(AVAILABLE RECORDS)

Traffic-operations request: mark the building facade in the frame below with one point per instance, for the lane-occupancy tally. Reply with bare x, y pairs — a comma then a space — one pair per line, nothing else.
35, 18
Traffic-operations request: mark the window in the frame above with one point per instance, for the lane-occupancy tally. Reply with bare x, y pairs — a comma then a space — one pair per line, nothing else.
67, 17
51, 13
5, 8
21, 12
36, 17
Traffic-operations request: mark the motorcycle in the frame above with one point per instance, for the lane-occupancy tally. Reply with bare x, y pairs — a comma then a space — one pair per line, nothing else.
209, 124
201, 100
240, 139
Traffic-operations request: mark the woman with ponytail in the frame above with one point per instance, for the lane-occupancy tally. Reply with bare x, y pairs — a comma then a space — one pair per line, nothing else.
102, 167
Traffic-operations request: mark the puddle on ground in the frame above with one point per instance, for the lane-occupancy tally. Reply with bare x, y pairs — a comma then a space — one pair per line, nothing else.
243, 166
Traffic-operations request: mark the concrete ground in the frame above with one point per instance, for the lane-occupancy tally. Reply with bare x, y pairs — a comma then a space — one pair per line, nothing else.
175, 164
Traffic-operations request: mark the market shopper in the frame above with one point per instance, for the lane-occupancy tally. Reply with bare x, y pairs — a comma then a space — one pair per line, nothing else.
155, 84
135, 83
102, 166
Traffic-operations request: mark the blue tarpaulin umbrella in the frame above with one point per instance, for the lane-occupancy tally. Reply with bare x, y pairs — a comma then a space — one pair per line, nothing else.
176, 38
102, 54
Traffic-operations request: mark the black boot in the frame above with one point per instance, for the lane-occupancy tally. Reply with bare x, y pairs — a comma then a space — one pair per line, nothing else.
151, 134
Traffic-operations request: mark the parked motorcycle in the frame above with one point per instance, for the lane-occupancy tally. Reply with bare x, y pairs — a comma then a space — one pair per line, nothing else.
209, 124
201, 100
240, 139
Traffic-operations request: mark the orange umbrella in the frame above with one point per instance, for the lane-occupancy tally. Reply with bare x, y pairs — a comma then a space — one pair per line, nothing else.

(End AVAILABLE RECORDS)

▶ [GOAL OF THE EXERCISE]: Please set down all of the records exactly.

▶ [ANSWER FOR THIS EXERCISE]:
Traffic-operations request: mark the building facade in the frame below with one point per instance, for the lane-occupancy tally. Reply with bare x, y pairs — a comma then a space — one pair per line, nothing else.
35, 18
Traffic-operations request: mark the window in the frame above with one point per instance, for the lane-occupancy tally. Reply with bare x, y pairs — a comma then a space — one pair per line, nothing else.
67, 17
51, 13
5, 8
21, 12
36, 17
Traffic-operations request: mark the motorcycle in the frame above with one point per instance, for the lane-occupancy tally. Reply with bare x, y pairs — a comma then a space — one pair per line, nothing else.
209, 124
201, 100
240, 139
Traffic-operations request: mark the woman with ponytail in the frame above with one point per instance, for the lane-occupancy tally. Reply with bare x, y pairs — a comma then a space — one pair per line, nothing else.
102, 167
Traffic-operations request: mark the puddle on ground in the frame above with one point per instance, for the lane-occupancy tally. Reply with bare x, y pairs — a comma then a space — one pair per line, nothing else.
243, 166
Traffic-operations request: mark the concrete ground in the frame above with one point per instance, for the lane-occupancy tally. Reply with bare x, y pairs — a comma then a space — one pair per line, nothing else.
175, 164
Traffic-operations request: mark the market shopper in the frame above with one point per instance, for the lane-occupancy tally. Reply with bare x, y pairs — a comma then a space — one pair per line, nothing else.
155, 84
135, 83
102, 166
Traffic-operations request: mark the blue tarpaulin umbrella in the frame above with one point per instance, for the lane-occupancy tally. Reply with bare x, y pairs — a comma then a space — one pair per line, nothing else.
176, 38
102, 54
Traffic-operations request: mark the black boot in the frame above with one point per instance, for the lane-occupancy tally. Reply with bare x, y pairs — a comma then a space — one pair per line, nothing else.
151, 134
Traffic-operations request: mark the parked motorcycle in the frame above with one point per instance, for the lane-occupancy tally. Reply with bare x, y pairs — a comma then a space — one pair per line, nothing else.
209, 124
201, 100
240, 139
Traffic-operations request: mark the orange umbrella in the frame above with one point per instance, for the lane-occupancy tally. Reply with bare x, y pairs — a comma then a space — one pair per line, nothing else.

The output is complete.